» **About this exercise**: Output exactly the lines between the one holding "For each instance of the dry seed" and the last line of the data below, both of those lines included.

» **Natural language region descriptions**:

== Segment start ==

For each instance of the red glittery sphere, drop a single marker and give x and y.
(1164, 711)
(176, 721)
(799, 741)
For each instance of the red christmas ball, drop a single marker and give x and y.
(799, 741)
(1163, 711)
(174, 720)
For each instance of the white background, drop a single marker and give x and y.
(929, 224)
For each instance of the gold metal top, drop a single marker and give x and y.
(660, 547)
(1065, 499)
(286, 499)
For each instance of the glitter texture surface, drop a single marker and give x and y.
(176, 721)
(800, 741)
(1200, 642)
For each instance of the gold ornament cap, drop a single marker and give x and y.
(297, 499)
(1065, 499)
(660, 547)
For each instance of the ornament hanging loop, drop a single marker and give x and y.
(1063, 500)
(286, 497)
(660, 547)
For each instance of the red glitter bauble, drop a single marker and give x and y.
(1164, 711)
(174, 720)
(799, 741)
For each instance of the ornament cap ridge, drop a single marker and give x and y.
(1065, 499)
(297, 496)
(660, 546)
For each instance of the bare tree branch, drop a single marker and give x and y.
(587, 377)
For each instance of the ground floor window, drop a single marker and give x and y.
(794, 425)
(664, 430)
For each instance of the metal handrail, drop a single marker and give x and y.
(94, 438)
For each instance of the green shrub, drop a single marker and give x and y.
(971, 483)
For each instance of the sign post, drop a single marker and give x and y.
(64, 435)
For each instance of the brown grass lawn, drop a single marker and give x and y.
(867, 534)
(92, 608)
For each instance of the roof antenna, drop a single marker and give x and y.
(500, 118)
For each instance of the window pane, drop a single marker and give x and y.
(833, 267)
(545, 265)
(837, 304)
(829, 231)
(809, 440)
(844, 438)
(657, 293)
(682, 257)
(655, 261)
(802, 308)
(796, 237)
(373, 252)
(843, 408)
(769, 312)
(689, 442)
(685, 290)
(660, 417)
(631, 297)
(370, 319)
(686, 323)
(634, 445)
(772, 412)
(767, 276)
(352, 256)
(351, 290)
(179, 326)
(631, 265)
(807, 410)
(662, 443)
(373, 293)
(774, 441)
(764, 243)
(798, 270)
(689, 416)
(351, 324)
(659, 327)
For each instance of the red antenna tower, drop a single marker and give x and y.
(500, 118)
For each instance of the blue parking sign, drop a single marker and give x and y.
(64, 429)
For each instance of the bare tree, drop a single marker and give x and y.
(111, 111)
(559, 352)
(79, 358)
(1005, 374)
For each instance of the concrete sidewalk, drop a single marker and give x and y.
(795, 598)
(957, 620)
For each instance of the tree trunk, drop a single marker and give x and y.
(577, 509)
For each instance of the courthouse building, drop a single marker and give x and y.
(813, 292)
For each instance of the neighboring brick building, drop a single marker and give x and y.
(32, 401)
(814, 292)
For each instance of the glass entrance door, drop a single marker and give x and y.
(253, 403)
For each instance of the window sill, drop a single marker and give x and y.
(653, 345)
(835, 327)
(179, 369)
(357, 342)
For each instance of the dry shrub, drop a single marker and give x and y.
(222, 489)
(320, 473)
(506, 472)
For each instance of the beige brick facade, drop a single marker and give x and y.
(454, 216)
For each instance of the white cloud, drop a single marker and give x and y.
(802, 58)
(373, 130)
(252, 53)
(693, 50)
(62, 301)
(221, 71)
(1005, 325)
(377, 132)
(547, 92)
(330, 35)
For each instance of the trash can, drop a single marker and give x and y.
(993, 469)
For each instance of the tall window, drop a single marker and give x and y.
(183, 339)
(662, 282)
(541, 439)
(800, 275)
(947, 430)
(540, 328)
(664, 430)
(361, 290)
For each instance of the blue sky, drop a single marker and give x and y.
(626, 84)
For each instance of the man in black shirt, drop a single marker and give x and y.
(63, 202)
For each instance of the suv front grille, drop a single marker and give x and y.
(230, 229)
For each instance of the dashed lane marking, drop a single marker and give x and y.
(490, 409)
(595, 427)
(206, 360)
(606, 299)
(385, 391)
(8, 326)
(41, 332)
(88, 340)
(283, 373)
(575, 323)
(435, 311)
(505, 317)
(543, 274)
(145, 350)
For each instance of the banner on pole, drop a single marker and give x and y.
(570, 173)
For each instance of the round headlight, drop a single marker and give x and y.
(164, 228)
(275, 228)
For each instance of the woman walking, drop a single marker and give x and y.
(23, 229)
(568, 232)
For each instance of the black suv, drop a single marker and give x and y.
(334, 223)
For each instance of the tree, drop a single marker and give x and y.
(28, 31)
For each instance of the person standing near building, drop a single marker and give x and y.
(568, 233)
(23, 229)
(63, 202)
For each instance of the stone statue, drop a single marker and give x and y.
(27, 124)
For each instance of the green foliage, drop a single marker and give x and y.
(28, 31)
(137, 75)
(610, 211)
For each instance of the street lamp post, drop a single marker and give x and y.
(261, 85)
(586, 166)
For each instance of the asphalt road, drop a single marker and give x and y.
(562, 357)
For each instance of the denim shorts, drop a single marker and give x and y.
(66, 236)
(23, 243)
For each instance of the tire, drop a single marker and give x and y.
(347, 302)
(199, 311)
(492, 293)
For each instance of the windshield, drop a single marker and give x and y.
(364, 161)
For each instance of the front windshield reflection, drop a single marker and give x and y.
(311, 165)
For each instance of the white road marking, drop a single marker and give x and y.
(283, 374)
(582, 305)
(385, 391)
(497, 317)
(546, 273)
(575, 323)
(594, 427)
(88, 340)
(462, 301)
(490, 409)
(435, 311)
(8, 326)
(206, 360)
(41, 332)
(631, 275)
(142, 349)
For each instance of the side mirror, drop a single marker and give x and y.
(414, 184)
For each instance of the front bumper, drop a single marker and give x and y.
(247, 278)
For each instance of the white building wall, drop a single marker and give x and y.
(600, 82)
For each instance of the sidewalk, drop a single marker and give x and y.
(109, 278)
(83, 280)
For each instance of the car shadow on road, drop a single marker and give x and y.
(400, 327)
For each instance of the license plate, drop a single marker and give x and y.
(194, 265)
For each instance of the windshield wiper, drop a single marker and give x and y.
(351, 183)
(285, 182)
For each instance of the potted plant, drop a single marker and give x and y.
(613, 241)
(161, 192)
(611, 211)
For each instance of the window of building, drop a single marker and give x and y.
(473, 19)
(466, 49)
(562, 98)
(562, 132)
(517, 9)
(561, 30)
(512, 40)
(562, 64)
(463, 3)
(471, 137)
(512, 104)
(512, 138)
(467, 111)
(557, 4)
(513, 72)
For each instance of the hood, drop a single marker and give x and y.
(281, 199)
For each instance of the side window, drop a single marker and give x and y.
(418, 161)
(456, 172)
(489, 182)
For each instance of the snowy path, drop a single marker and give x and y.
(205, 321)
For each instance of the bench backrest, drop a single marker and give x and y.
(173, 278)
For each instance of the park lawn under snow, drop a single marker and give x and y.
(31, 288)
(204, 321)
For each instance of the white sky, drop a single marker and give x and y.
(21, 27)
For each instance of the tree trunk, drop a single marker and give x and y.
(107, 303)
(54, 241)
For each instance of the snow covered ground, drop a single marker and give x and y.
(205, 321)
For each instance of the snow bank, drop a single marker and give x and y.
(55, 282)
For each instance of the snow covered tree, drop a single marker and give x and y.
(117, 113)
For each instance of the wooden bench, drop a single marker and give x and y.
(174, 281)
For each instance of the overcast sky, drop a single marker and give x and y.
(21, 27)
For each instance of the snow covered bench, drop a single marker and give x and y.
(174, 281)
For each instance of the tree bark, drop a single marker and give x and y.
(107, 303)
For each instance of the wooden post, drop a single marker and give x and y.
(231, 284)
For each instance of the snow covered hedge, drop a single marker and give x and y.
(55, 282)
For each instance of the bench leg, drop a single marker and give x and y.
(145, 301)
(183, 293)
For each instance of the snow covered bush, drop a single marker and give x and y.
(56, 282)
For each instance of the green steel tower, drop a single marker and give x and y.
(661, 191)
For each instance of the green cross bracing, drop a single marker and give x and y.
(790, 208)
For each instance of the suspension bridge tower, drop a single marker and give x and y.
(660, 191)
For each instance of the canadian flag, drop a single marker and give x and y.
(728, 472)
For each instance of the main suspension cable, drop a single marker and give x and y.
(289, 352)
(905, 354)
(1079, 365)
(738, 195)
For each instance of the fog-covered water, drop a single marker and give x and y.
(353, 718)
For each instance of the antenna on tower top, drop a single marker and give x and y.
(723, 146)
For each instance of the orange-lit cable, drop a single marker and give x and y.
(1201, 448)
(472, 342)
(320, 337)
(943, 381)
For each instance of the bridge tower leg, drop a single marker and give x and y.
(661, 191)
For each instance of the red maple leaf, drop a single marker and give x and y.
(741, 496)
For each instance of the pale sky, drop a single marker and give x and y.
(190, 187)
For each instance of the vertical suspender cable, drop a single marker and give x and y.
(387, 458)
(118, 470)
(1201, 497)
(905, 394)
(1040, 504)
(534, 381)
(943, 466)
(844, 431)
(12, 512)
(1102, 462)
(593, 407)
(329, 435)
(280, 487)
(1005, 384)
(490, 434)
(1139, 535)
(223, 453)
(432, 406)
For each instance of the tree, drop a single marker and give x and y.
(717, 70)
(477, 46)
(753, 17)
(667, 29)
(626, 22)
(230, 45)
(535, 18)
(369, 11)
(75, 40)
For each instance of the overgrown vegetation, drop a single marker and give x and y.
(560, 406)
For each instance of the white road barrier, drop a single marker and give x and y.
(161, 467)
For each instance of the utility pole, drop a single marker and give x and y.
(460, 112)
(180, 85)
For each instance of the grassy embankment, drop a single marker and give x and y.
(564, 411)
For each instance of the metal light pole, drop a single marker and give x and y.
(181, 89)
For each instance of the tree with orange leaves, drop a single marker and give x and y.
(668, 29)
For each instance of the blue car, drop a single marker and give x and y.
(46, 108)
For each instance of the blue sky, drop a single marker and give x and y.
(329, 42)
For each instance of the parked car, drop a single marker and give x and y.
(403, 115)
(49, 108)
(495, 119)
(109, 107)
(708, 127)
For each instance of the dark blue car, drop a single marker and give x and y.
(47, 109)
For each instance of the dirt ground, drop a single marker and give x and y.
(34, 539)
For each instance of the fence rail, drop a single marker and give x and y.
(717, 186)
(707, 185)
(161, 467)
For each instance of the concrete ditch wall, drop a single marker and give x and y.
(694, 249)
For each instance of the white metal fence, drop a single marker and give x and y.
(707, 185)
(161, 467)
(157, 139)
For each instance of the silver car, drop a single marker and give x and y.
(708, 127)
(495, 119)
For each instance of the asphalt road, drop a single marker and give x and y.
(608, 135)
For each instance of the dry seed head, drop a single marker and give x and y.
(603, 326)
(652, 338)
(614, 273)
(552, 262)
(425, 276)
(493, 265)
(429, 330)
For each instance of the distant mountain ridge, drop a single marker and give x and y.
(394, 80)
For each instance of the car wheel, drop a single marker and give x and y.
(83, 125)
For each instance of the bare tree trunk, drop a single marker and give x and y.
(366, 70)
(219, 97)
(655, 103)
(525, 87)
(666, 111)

== Segment end ==

» **Task result**:
For each instance of the dry seed head, drop a single marker and give x and y.
(603, 326)
(652, 338)
(614, 273)
(552, 262)
(425, 276)
(493, 265)
(429, 330)
For each instance of the distant mountain ridge, drop a single marker and give x and y.
(394, 80)
For each instance of the car wheel, drop a single marker and give x and y.
(83, 125)
For each instance of the bare tree trunk, drop a single marker and give x and y.
(366, 70)
(219, 97)
(655, 103)
(525, 87)
(666, 111)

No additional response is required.